(Natural-language object grounding data)
#####

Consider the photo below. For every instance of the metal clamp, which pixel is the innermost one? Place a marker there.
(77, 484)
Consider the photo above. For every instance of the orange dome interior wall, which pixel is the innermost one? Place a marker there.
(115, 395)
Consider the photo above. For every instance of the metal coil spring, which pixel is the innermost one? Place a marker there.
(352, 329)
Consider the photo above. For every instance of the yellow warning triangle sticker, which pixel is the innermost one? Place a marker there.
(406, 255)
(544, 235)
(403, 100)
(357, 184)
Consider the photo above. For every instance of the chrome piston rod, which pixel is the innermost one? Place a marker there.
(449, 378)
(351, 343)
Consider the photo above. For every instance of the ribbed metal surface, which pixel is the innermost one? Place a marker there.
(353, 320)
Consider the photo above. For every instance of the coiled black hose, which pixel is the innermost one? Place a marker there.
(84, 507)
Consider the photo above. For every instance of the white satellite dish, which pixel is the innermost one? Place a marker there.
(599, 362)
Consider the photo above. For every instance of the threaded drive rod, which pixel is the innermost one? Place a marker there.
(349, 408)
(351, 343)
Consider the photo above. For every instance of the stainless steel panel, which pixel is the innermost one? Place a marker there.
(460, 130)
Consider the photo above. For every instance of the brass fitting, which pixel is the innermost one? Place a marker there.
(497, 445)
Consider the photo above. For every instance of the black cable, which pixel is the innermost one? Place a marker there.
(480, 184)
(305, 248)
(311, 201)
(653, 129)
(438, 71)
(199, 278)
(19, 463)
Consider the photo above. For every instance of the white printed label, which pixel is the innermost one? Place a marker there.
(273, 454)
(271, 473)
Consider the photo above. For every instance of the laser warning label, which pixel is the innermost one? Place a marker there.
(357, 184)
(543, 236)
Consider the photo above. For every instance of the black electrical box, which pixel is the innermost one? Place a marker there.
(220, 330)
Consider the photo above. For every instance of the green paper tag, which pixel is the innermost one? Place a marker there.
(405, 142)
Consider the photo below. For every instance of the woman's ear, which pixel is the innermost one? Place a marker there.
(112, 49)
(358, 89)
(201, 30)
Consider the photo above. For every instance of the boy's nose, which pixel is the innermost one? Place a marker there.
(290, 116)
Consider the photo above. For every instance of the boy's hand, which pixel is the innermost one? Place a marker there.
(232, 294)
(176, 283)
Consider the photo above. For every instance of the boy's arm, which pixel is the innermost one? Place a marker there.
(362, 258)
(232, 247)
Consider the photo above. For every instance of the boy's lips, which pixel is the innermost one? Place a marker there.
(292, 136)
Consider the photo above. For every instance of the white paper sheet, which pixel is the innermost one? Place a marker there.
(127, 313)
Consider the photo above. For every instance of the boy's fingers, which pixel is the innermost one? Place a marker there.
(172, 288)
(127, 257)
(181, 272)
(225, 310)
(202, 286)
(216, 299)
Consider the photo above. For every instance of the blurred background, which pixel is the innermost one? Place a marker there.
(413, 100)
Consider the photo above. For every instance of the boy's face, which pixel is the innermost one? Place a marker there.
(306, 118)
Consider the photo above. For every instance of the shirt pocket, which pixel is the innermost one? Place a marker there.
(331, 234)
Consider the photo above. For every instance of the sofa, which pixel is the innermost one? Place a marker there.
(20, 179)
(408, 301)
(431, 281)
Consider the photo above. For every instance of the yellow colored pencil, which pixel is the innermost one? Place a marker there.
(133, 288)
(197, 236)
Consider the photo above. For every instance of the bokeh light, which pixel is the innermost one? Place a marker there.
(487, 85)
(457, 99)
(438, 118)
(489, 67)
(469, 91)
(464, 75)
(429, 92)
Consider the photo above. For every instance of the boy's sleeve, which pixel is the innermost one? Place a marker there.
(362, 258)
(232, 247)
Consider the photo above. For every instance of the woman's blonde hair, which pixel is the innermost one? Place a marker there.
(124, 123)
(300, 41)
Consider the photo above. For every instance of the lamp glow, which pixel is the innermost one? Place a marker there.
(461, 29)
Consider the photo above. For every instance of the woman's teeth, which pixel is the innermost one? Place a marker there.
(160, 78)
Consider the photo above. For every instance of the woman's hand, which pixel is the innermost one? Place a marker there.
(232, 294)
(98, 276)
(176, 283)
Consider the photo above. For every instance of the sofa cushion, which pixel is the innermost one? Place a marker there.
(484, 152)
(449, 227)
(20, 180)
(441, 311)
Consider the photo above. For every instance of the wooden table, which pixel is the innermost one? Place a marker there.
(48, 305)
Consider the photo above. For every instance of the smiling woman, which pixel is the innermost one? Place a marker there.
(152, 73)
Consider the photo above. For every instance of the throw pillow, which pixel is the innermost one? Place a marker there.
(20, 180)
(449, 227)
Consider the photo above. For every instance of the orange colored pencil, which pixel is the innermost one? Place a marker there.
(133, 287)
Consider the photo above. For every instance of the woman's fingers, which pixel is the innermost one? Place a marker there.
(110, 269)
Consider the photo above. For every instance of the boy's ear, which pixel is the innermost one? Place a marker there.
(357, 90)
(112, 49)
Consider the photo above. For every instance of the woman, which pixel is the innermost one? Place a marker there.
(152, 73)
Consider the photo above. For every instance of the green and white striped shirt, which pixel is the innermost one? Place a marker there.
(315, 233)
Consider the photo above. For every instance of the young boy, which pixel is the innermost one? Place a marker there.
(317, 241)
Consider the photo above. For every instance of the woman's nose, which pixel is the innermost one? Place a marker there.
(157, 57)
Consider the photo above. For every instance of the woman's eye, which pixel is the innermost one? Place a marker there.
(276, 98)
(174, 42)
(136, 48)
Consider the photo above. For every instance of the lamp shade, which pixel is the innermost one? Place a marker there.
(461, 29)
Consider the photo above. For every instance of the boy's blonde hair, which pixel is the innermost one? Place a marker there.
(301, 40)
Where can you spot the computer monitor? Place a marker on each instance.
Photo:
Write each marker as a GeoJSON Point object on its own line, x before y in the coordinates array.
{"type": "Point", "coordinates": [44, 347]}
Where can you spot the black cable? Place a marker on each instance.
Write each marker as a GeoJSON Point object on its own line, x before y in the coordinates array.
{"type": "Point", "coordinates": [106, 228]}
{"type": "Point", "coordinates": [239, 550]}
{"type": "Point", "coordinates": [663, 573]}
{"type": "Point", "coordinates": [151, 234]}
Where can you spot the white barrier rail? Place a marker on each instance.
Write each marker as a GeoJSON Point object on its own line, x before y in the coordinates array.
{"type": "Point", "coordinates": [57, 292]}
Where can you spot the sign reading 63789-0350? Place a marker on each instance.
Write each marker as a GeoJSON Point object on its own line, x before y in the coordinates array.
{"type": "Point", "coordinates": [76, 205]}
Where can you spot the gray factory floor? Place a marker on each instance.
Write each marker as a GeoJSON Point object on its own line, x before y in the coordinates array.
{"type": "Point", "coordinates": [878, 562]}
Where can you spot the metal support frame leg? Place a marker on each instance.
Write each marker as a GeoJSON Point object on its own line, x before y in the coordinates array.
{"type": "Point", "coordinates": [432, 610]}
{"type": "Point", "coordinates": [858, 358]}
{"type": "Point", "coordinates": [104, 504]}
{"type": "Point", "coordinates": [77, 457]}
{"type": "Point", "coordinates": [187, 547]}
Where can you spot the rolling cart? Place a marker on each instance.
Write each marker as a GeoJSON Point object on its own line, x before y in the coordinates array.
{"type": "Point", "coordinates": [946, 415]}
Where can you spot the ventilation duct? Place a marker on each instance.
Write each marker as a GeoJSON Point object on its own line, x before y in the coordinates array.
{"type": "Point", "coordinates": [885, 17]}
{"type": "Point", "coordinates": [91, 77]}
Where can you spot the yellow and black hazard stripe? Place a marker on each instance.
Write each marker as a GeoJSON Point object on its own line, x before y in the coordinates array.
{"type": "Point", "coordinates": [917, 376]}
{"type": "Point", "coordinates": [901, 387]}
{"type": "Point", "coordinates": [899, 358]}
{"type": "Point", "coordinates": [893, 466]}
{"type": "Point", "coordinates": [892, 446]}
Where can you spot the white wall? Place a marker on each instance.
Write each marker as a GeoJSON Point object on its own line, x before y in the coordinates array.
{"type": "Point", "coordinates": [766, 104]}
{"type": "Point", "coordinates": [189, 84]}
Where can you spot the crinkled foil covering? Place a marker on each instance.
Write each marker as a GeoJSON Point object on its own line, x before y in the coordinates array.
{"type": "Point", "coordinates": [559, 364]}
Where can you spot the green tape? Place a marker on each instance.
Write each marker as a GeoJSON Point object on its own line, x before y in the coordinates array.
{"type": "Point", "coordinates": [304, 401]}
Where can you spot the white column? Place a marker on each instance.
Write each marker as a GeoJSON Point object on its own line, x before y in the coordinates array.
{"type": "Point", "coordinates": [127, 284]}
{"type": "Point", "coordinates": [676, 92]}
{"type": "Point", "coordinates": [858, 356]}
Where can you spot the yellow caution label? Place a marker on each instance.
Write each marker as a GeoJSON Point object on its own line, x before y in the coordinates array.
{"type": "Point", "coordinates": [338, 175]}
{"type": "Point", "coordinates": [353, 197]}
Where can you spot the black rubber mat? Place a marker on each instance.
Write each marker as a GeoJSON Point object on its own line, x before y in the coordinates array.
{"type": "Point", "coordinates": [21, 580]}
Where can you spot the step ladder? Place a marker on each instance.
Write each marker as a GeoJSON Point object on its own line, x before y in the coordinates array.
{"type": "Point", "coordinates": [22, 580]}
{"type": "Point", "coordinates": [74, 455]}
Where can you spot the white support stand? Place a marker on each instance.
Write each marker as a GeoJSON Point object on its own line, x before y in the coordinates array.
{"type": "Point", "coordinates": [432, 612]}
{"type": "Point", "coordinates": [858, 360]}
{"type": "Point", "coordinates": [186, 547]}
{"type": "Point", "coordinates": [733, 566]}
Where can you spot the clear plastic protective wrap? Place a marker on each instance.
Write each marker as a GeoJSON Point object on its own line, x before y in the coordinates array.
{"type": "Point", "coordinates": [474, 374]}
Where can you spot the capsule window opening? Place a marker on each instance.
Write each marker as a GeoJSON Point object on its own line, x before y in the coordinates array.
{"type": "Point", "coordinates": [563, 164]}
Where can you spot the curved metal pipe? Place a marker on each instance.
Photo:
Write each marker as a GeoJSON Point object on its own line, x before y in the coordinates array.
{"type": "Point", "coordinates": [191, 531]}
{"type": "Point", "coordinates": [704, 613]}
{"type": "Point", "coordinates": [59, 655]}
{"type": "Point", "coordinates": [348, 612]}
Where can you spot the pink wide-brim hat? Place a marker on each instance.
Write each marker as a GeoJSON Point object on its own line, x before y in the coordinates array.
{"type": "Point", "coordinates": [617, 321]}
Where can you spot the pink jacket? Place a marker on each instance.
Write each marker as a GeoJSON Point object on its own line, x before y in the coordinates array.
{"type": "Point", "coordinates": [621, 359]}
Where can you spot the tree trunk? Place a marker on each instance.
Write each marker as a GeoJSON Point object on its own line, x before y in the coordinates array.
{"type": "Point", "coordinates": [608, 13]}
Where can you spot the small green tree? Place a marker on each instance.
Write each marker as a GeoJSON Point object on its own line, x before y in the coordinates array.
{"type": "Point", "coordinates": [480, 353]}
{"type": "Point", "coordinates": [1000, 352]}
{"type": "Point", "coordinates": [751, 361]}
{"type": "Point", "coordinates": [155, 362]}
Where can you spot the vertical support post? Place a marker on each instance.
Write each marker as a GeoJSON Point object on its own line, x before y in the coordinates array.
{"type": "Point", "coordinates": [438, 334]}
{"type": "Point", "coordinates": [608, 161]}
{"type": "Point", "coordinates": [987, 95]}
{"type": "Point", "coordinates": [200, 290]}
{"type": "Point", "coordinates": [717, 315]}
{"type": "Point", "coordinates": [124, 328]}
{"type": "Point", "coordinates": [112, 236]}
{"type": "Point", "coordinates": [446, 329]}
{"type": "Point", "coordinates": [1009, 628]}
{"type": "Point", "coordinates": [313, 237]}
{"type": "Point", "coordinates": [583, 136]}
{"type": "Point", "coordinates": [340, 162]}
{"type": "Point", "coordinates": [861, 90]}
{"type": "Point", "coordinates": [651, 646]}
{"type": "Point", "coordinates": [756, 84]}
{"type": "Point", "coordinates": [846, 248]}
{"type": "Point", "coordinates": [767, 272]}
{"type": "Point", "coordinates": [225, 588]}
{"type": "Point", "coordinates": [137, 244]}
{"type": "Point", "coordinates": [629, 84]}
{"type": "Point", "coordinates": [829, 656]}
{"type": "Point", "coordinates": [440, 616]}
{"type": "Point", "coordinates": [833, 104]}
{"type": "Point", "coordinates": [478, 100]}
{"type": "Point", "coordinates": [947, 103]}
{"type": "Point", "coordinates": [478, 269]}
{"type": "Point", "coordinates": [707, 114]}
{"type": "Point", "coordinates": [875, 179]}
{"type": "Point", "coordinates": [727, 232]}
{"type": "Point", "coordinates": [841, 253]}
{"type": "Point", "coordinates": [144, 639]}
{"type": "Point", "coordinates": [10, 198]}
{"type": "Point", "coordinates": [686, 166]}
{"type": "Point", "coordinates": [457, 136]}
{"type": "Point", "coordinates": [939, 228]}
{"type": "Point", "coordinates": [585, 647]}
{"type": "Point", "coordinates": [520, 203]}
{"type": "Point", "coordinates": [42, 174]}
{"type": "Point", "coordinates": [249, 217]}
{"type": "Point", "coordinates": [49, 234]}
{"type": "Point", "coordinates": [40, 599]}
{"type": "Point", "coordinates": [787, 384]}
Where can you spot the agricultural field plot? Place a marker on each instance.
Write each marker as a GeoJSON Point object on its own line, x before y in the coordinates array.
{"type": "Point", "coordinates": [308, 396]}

#####

Work order
Search the records for lines holding the word "support", then copy each line you find.

Exercise result
Where can you spot the metal support frame leg? Place a marker on each instance.
Where can you spot the white support stand? Place a marker on each instance.
Where can you spot the vertical support post? Place a marker on each instance.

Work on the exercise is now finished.